_Things to do:_
**a.** Repeat word for word the part of the earnings call transcript that opens with the words containing "You mentioned the" and closes with "and the like.".
**b.** Present the rows as a numbered list, from the start of the rows through the line that contains "[[223, 65]]", both ends included. Skip blank lines and leave the pictures out.

The next question is from Toni Kaplan with Morgan Stanley.
You mentioned the weakness in volume related to weather. I was hoping that you could give the weather impact in the quarter?
We think, overall, that was about a 50 basis point drag on total volume performance. So you can think about that being down circa 1%, half of which was weather-related and then just half more in those cyclical volumes as we talked about construction activity and the like.
Yes. Okay. That makes a lot of sense. And then just wanted to ask about pricing, strong core price again this quarter, maybe a little bit above expectation. I think you mentioned it exceeded your expectation as well. I think last quarter, you talked about trajectory of 1Q being the high point, 4Q likely being the low end. Is that still your expectation? And has anything in the inflationary backdrop changed your view on how price plays out or how good price was in the first quarter?
Yes, I think it's modestly exceeded our expectations. And I think that cadence we laid out is still right as we see the -- it will sort of come down. Could we extend that a little higher? Is the interest rates remain high and I think inflation has been a little stickier than people expected. Yes, I think there's certainly potential for that.

Entries from a pointing dataset
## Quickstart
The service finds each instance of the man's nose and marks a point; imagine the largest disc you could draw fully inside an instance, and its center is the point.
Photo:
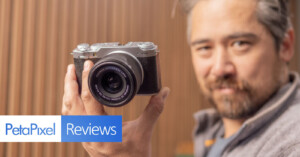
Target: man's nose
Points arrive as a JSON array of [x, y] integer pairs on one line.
[[223, 65]]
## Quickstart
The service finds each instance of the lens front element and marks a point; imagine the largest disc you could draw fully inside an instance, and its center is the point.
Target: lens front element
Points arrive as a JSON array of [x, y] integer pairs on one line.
[[115, 79]]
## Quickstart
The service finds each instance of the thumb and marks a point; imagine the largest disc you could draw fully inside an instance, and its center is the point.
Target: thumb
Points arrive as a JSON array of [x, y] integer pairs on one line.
[[154, 109]]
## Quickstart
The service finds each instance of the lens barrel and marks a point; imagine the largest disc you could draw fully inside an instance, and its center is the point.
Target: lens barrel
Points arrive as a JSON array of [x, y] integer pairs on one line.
[[115, 79]]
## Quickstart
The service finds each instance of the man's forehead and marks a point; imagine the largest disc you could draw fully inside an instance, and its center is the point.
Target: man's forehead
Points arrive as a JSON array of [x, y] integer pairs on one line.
[[188, 5], [223, 18]]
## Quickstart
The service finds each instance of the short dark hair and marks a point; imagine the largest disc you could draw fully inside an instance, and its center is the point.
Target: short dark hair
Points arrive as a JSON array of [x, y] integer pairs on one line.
[[273, 14]]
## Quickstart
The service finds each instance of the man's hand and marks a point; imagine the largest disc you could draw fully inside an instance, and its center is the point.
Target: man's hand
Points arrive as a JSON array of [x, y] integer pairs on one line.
[[136, 134]]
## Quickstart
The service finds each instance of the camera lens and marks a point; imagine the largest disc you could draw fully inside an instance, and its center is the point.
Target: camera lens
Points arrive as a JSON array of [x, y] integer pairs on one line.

_Written answers:_
**a.**
You mentioned the weakness in volume related to weather. I was hoping that you could give the weather impact in the quarter?
We think, overall, that was about a 50 basis point drag on total volume performance. So you can think about that being down circa 1%, half of which was weather-related and then just half more in those cyclical volumes as we talked about construction activity and the like.

**b.**
1. ## Quickstart
2. The service finds each instance of the man's nose and marks a point; imagine the largest disc you could draw fully inside an instance, and its center is the point.
3. Photo:
4. Target: man's nose
5. Points arrive as a JSON array of [x, y] integer pairs on one line.
6. [[223, 65]]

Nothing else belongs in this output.